Return every line of the data below that contains the string "hand", treating uppercase and lowercase as different.

— BEGIN PROVIDED MATERIAL —

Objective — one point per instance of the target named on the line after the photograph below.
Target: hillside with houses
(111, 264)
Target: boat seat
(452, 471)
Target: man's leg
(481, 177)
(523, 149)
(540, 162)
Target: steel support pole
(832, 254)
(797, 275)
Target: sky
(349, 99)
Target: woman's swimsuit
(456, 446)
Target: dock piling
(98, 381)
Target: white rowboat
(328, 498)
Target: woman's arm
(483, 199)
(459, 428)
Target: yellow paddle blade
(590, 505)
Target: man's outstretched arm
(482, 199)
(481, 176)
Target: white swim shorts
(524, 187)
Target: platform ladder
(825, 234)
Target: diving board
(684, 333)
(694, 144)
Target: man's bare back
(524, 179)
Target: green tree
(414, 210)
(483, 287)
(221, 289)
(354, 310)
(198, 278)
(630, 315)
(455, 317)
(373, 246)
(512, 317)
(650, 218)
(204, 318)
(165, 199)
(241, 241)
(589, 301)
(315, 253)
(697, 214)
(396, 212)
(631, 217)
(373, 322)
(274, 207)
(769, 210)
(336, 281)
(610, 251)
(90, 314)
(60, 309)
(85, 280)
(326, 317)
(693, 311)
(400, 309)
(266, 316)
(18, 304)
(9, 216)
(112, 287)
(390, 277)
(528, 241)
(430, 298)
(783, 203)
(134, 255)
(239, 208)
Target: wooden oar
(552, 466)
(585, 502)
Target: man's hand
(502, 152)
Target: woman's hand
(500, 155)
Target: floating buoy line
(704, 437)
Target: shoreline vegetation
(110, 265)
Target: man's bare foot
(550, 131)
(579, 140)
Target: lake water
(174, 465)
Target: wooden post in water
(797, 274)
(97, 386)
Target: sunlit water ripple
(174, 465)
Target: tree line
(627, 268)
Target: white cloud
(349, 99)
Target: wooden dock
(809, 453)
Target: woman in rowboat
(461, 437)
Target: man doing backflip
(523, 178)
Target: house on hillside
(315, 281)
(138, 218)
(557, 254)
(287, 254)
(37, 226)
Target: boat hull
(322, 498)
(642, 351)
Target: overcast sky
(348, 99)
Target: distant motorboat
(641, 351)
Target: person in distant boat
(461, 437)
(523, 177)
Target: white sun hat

— END PROVIDED MATERIAL —
— BEGIN PROVIDED MATERIAL —

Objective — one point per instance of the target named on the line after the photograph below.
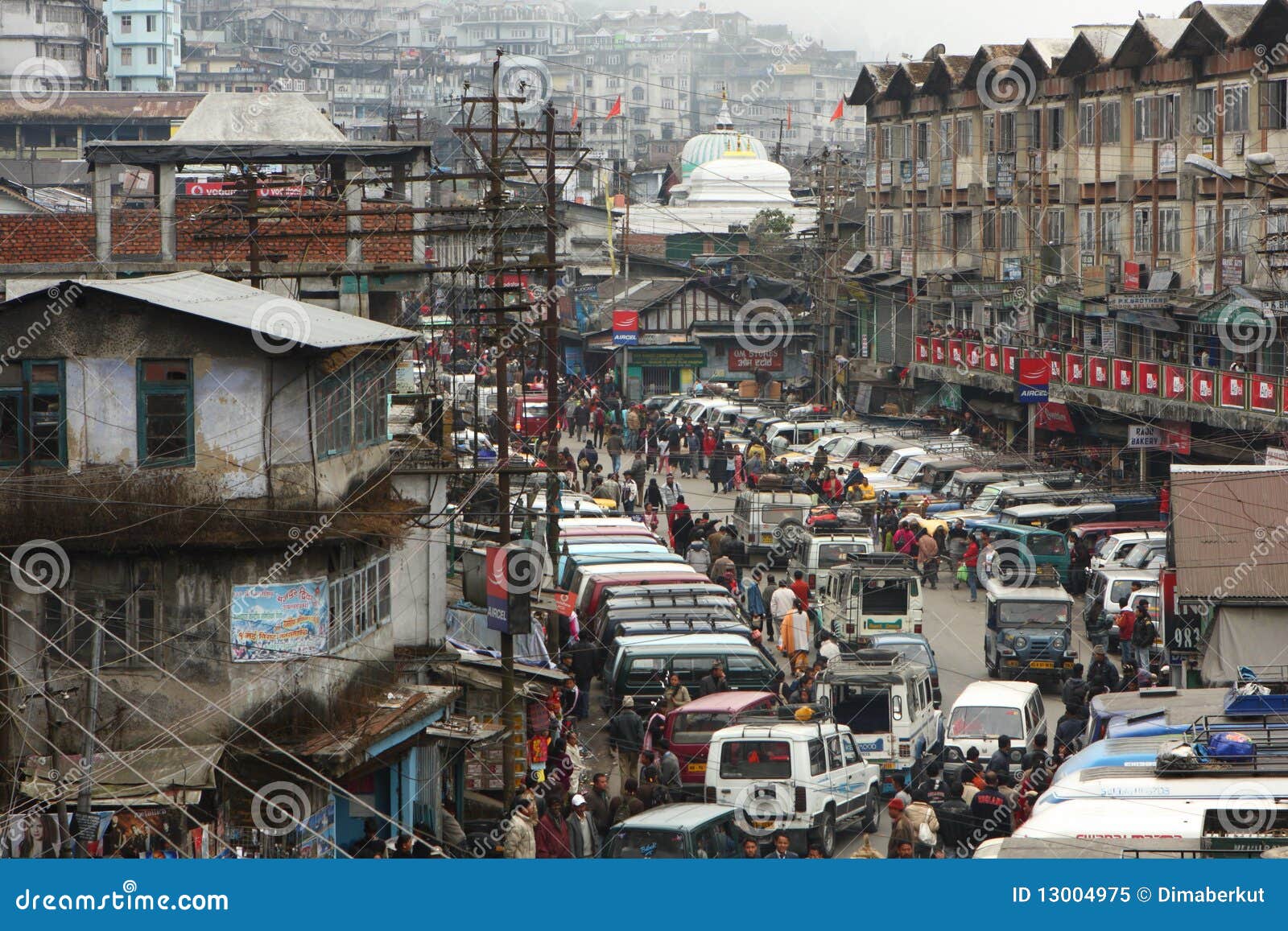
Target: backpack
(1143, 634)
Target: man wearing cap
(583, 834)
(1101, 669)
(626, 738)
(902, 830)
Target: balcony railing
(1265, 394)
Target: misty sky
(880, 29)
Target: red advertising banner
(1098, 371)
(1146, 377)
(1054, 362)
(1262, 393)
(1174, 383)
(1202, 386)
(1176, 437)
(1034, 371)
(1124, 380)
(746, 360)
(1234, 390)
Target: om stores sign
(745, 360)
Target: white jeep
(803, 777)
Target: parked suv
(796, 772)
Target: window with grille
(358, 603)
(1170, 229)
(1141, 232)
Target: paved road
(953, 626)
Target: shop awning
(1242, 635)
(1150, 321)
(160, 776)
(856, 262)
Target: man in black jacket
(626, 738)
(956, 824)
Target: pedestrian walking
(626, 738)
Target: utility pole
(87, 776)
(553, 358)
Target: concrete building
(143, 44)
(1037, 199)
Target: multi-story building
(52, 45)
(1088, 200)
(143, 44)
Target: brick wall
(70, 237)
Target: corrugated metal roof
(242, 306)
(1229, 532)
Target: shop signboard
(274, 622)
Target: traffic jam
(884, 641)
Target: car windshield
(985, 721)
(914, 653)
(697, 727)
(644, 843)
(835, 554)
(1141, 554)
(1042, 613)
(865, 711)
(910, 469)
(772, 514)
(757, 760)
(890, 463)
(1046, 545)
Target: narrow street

— END PROVIDED MATERIAL —
— BEGIN PROVIDED MATERIAL —

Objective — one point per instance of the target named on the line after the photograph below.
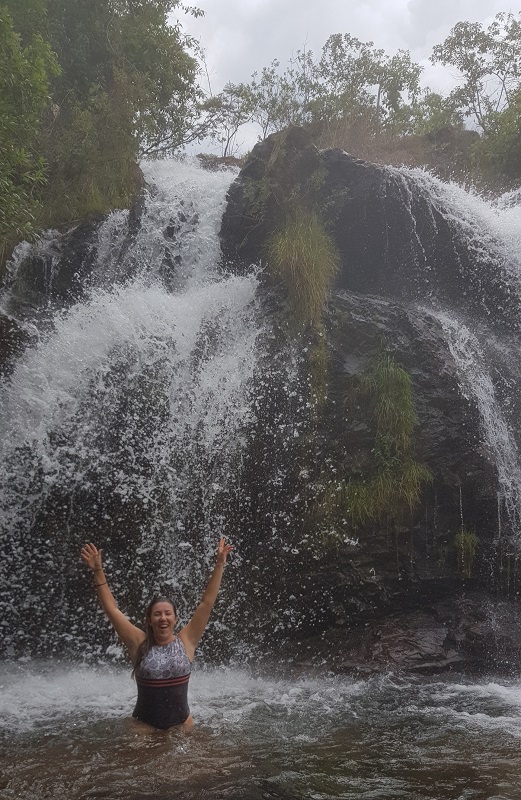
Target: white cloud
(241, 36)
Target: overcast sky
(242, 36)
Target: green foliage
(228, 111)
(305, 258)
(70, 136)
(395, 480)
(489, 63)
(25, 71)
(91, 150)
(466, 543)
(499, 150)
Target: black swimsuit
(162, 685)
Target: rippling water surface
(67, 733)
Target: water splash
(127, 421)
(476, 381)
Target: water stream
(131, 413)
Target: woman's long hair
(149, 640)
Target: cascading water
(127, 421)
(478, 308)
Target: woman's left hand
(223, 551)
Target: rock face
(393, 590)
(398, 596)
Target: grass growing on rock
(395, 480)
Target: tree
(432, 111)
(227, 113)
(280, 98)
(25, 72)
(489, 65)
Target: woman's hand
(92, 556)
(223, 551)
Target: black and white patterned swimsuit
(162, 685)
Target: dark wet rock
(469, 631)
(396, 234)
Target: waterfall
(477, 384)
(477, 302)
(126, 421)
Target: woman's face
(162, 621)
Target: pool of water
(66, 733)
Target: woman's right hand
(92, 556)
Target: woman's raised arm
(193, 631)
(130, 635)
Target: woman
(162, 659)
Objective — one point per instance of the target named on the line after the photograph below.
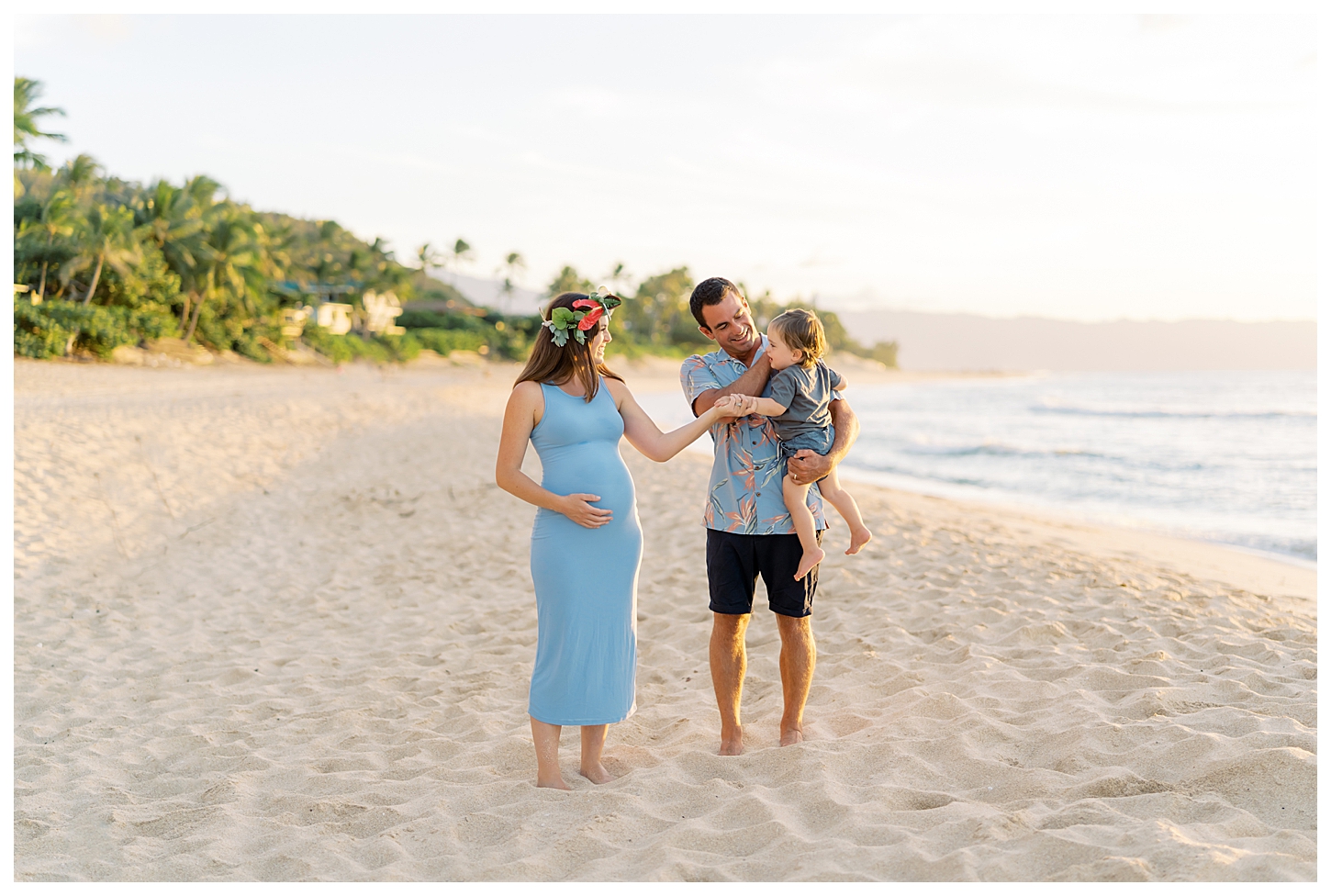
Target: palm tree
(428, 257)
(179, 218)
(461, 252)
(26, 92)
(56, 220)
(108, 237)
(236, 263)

— END PROVIDED MATERIAL —

FINAL RESULT.
Target: man's hand
Target: woman's hand
Target: woman's left hand
Target: woman's hand
Target: woman's right hand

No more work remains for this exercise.